Exercise 1. Write out the part of the cache simulation passage starting at "Figure 17 –" and ending at "of the tasks.".

Provided passage.

--

The simulation is performed in a task-switch context. Every time a miss occurs, the period is extended to 3.5 cycles. When a task switch occurs, the entire data and instruction cache are invalidated and this incurs in extra stall cycles (1 cycle per cache line). Furthermore, the dirty lines present in the cache are flushed and updated in the memory. It is possible to use the profiler in order to obtain information on the number of dirty lines present in the cache when a task-switch occurs. The number of number dirty lines in a task-switch shows that approximately 70% of the data cache lines have to be flushed.

In the first simulation the task switch occurs every 1 Mcycles of execution time (cpu cycles + stall cycles), The DSP miss rate is 1.9%. In the second simulation The task switch occurs every 1 Mcycles of execution time (cpu cycles + stall cycles), The DSP miss rate is 3.5%. This is the result of the cache cold starts (i.e. the cache is empty), the tasks have to be initialized each time a task-switch occurs and this as impact in the cache miss rate. *Figure 17* shows the result.



Figure 17 – Task-switching simulation as function of execution time

There is a problem in this simulation that affects its accuracy. In order to perform this simulation, the trace files were concatenated in order to have longer duration (1M cycles execution time), which means that the same data is being used. Still there are important details that are illustratable from *Figure 62*. Notable are the peaks when a task switch occurs and the fluctuation of the miss rate during the execution of the tasks.

It is clear that the effect on the miss rate is small for a budget period of 5ms, which is proven to have no significant impact on the miss rate value. If the budget for each task decreases, the miss rate will increase as a consequence of more frequent cold starts.

In Round Robin the approach is at a frame granule level. The tasks may be chosen to execute once or more, for example task one may execute 2 times while task 2 executes just once, or the opposite. The approach is easier and the controlling task just needs to verify if the tasks have the necessary requirements to execute. The execution will stop when a process routine has finished executing the number of times that was predetermined to run.

### 3.2 Application and trace analysis

It was shown that the cache profiling process is highly dependent on the application trace running in the system and that there is difficulties to obtain knowledge about the application itself. There was no prior knowledge about the application because it was not developed at the DSP-IC department. The study is done without access to the code and there is no knowledge about the behaviour of the algorithm. It is very important to have a certain degree of knowledge about the application because this could mean less time spent on simulation and more importantly, avoid wrong assumptions and conclusions. Hence, it may be required to perform several analyses in the trace in order to obtain that data.

The basic knowledge starts by the duration of the trace, it may happen that the application trace file only contains a few milliseconds of simulation and this may not represent the worst-case execution of some application algorithm. The designer must know what main procedures are in the applications and at which point they are executed. By knowing this, it is possible to know the duration of each procedure execution and make individual performance estimations in each of the procedures. Some insight about the algorithm behaviour can be derived from this analysis. In streaming applications a number of samples are consumed in each execution of the application and a number of samples are produced. Knowing the number of samples it is possible to quantify the impact of I/O streaming in the overall cache performance. A similar idea is to verify the impact of each of the data types of the application. An application has predefined number of data memory map segments. Knowing the memory requirements of the application and the boundaries of the memory map, the profiler produces debug information in order to verify the performance of each data segment in the overall cache performance.

--

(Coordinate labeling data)
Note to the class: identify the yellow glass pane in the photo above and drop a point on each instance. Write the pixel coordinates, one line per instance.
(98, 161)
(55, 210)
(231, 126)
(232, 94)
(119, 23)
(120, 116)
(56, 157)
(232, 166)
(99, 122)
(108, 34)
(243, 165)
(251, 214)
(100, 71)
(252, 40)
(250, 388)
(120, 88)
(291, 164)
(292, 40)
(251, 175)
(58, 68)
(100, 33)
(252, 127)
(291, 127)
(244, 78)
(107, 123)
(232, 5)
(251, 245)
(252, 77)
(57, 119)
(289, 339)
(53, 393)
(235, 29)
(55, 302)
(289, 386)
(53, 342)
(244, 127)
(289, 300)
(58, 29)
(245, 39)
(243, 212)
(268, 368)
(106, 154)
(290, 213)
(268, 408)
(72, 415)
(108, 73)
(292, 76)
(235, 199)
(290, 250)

--

Exercise 2. List each line of the records that contains the word "drop".

Correct answer 1.
Figure 17 – Task-switching simulation as function of execution time

There is a problem in this simulation that affects its accuracy. In order to perform this simulation, the trace files were concatenated in order to have longer duration (1M cycles execution time), which means that the same data is being used. Still there are important details that are illustratable from *Figure 62*. Notable are the peaks when a task switch occurs and the fluctuation of the miss rate during the execution of the tasks.

Correct answer 2.
Note to the class: identify the yellow glass pane in the photo above and drop a point on each instance. Write the pixel coordinates, one line per instance.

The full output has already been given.